Reproduce only the lines of the records below from the one containing "As a courtesy, could you identify the metal" through the one containing "[134,78,148,95]". Swap "bulldog's" for "dog's" and leave everything else unchanged.

------------------------------------------------

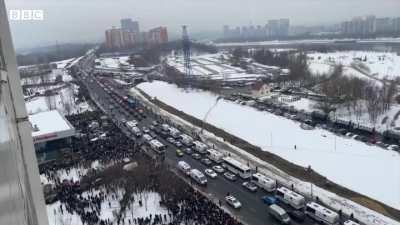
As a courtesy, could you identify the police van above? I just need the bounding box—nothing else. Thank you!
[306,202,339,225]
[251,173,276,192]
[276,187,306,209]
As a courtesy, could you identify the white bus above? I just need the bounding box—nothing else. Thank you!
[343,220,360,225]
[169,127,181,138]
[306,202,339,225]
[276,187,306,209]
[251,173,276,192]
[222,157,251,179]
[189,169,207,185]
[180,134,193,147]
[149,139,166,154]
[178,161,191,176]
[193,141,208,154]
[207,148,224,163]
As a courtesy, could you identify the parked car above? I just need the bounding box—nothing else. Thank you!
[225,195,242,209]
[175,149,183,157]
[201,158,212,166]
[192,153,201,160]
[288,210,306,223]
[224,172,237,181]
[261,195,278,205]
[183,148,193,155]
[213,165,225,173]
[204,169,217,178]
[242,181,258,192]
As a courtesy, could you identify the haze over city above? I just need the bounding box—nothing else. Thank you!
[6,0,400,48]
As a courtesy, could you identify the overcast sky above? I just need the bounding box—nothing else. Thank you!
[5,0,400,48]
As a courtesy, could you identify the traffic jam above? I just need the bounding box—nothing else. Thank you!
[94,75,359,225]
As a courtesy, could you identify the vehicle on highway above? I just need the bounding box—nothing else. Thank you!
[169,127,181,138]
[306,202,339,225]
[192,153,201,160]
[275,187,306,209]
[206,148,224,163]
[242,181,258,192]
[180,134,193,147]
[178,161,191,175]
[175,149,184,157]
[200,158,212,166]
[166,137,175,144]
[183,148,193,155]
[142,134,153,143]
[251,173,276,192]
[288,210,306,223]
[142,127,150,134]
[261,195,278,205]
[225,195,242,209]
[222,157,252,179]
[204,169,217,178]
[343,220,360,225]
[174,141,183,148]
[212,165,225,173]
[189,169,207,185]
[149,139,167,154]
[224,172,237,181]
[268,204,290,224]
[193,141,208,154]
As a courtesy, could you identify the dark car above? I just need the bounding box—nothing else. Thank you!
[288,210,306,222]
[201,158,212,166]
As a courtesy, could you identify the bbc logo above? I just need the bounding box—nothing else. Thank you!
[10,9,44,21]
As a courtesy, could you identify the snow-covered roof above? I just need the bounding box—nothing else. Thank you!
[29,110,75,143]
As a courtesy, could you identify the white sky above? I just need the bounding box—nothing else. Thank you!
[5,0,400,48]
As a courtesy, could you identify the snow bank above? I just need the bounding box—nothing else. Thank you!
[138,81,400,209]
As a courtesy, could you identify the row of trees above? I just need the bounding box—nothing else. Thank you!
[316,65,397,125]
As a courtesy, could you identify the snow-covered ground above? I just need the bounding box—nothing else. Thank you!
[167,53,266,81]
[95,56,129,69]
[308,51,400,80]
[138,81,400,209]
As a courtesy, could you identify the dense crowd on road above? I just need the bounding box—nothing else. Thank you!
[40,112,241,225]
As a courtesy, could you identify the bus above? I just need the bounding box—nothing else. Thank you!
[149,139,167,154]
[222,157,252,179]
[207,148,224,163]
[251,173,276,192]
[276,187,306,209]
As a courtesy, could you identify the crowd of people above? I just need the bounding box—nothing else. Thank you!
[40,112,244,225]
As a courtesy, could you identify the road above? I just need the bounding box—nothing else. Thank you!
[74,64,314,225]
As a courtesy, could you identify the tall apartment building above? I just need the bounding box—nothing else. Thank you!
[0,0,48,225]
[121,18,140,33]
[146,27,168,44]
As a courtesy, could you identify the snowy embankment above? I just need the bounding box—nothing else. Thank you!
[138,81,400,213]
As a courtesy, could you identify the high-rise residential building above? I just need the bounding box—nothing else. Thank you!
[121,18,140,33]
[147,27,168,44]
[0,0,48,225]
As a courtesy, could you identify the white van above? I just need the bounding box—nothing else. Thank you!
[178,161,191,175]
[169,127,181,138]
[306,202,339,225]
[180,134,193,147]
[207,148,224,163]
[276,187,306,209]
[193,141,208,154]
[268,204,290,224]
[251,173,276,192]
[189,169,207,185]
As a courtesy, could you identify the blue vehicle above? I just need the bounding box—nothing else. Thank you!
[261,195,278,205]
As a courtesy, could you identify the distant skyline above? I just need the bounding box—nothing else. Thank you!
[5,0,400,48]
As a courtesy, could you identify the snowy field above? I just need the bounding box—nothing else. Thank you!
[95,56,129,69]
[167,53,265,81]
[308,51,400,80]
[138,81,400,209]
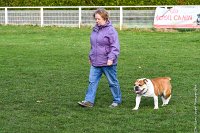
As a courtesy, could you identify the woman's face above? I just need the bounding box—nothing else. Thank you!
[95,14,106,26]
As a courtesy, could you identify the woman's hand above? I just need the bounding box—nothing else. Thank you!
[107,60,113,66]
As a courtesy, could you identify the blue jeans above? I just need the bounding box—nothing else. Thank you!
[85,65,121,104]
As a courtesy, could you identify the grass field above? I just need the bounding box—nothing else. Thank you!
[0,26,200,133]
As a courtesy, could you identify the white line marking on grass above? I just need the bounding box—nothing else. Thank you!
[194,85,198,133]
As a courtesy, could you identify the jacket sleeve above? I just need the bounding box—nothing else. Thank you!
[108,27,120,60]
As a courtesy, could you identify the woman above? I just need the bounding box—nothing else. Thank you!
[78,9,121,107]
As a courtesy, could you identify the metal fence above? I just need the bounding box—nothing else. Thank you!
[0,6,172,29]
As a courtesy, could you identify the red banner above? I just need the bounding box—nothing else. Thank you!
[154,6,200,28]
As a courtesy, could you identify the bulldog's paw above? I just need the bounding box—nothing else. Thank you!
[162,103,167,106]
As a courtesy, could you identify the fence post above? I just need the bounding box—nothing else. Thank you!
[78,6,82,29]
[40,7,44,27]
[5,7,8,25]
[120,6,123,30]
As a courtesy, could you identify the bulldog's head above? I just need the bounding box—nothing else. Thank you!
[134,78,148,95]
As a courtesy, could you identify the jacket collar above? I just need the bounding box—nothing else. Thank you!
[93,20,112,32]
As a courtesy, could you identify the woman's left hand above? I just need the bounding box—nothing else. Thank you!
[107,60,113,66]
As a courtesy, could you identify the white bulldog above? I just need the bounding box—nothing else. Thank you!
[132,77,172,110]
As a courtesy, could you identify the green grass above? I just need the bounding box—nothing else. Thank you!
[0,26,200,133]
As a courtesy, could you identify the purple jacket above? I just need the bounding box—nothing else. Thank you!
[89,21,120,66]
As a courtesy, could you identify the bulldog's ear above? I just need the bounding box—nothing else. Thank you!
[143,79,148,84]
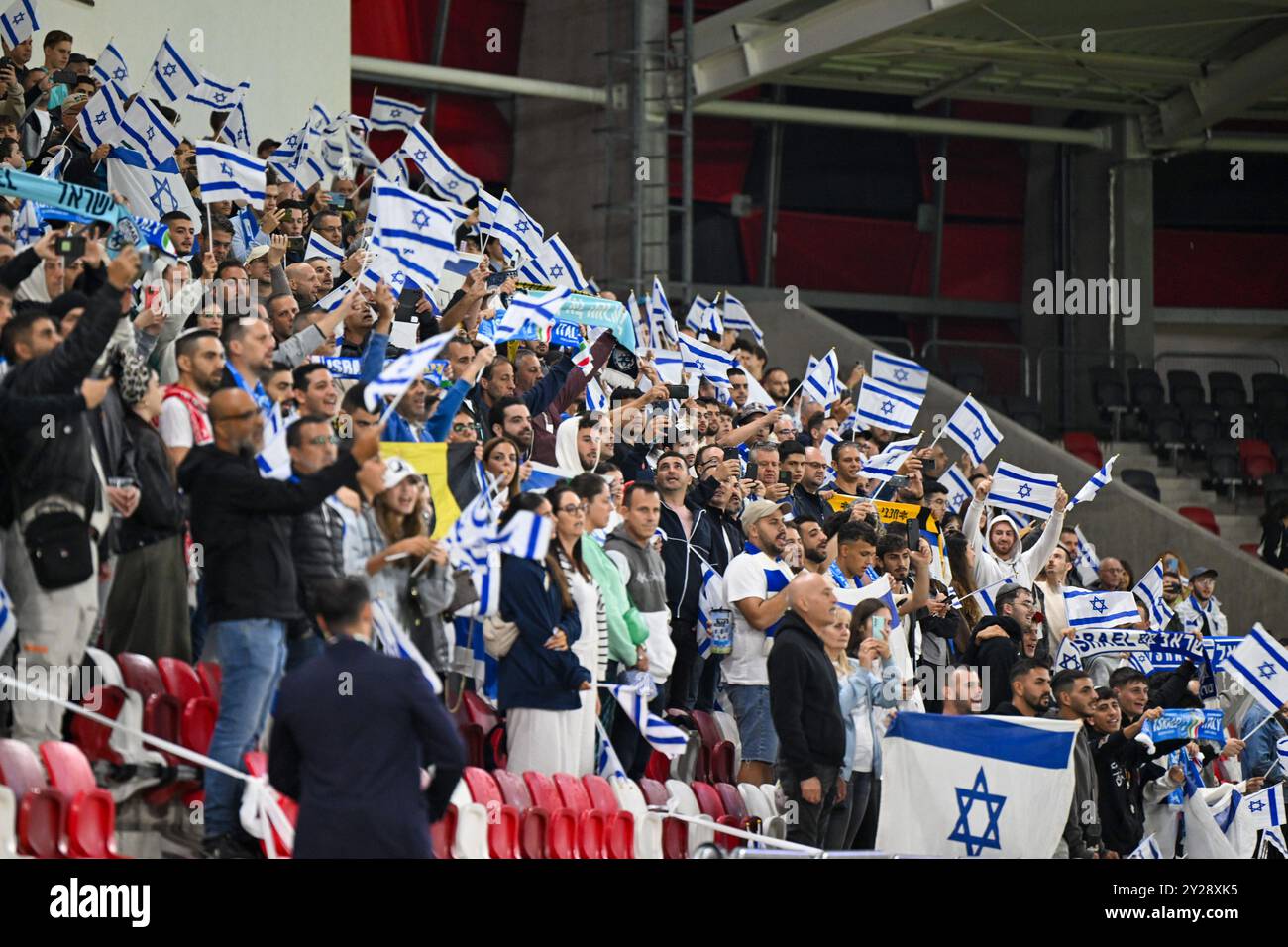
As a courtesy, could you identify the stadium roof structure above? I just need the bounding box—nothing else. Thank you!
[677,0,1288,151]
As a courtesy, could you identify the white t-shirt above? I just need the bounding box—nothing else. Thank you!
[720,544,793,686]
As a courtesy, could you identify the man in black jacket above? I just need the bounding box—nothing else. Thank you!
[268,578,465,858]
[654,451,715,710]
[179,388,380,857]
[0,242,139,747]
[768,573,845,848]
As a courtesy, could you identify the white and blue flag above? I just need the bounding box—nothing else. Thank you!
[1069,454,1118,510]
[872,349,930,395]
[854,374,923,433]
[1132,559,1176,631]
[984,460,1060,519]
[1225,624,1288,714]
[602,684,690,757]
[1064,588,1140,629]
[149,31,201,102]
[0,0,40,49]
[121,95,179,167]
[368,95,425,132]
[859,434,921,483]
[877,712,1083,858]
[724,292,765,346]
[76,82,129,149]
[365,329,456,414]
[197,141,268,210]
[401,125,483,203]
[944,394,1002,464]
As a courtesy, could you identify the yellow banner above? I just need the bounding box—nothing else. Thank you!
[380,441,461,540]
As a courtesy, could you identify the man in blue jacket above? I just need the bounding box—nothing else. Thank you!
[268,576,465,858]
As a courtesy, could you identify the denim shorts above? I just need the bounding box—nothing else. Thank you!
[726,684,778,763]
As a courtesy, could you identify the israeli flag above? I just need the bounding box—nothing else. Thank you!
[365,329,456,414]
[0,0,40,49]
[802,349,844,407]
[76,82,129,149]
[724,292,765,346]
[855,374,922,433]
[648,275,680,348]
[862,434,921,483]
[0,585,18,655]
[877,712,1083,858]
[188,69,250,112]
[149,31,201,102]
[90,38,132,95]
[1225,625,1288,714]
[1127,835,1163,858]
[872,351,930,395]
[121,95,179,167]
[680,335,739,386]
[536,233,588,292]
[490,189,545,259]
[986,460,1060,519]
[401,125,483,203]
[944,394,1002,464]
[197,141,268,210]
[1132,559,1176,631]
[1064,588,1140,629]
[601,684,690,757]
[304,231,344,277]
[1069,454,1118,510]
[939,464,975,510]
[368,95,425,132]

------------------------------------------------

# RESULT OF THE TASK:
As a courtesy, could you identify the metal fence above? I just need the bounding box—nothing else. Thank you!
[0,6,172,29]
As a courtesy, could you identify the red banner above? I just need the bounding box—nothing else. Thank you!
[154,6,200,28]
As a courtesy, could you identify the dog's paw above? I just need the bounding box—nothing else. Thank you!
[162,103,167,106]
As a courtesy, could you identify the fence post above? I just need the bounding box—nothing else. Thank you!
[78,6,82,29]
[40,7,44,27]
[5,7,8,25]
[120,6,123,30]
As a courtesy, could you identify the dog's head above? I just need the bounding box—nothing else. Thank you!
[134,78,148,95]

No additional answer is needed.